#### PASSAGE GIVEN

# Bowhunting Baboons



## Gary73

I was chatting to a friend about what animals we would really like to bow hunt in SA. 

I cant explain why but I really had high on my list a big male Baboon. I have searched on AT but theres not a lot of info, so I thought I would ask here on the SA forum as you guys will know best.

1. What kind of lbs (bow).
2. Arrow weight etc, broadhead choice.
3. Shot placement. Are they particually tough or dangerous.

Have you taken one yourself with a bow or know someone who has, are they difficult to get a shot at. Any info would help.

Any links to info would also help

Thanks
Gary


----------



## za_boy

Baboons are not particularly tough animals so you'll be fine with what ever setup you're bringing over with you. Tell us what your setup is for SA. Looking at your signature your arrow setup is about 150gr too light for African game IMO.

A wounded baboon isn't something to take lightly so make sure your shot counts. I shoot them straight up the front leg as I would with most other animals except if they're sitting. Shots from the from or back will work well too, just aim for the heart.

ZA


----------



## NW.Iowan

mean looking critters


----------



## Gary73

I was going to use the 82nd Airbourne at 72lbs with 435gr arrows (montec or Atom broadheads). Plains game would be the biggest animals. I thought anything suitable for Elk/Moose would do the job arrow weight wise.


----------



## Karoojager

za_boy said:


> Baboons are not particularly tough animals so you'll be fine with what ever setup you're bringing over with you. Tell us what your setup is for SA. Looking at your signature your arrow setup is about 150gr too light for African game IMO.
> 
> A wounded baboon isn't something to take lightly so make sure your shot counts. I shoot them straight up the front leg as I would with most other animals except if they're sitting. Shots from the from or back will work well too, just aim for the heart.

########

TASK INSTRUCTIONS: Please print the baboon bowhunting thread word for word, beginning at "I cant explain" and stopping after "will know best.". The entries that come next have no connection to the baboon bowhunting thread.

#### STORED ROWS

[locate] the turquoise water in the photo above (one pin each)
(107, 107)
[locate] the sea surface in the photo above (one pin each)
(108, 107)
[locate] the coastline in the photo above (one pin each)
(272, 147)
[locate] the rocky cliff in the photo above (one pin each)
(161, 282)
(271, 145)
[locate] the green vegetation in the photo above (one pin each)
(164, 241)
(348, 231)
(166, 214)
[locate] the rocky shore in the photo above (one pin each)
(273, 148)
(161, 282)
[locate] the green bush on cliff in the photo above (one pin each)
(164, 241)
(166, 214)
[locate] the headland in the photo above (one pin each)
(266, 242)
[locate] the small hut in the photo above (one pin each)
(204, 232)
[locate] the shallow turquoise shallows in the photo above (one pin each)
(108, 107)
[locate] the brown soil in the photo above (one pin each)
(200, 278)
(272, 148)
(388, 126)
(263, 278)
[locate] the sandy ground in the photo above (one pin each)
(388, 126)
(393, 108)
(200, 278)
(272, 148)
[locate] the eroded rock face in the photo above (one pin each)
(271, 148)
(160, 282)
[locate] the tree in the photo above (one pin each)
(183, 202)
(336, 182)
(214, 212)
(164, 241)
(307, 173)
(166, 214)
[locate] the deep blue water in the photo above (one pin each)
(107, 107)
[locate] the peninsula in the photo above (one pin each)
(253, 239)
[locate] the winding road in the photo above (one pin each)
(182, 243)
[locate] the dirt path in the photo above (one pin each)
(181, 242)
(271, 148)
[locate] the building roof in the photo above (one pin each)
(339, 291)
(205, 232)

########

RESPONSE:
I cant explain why but I really had high on my list a big male Baboon. I have searched on AT but theres not a lot of info, so I thought I would ask here on the SA forum as you guys will know best.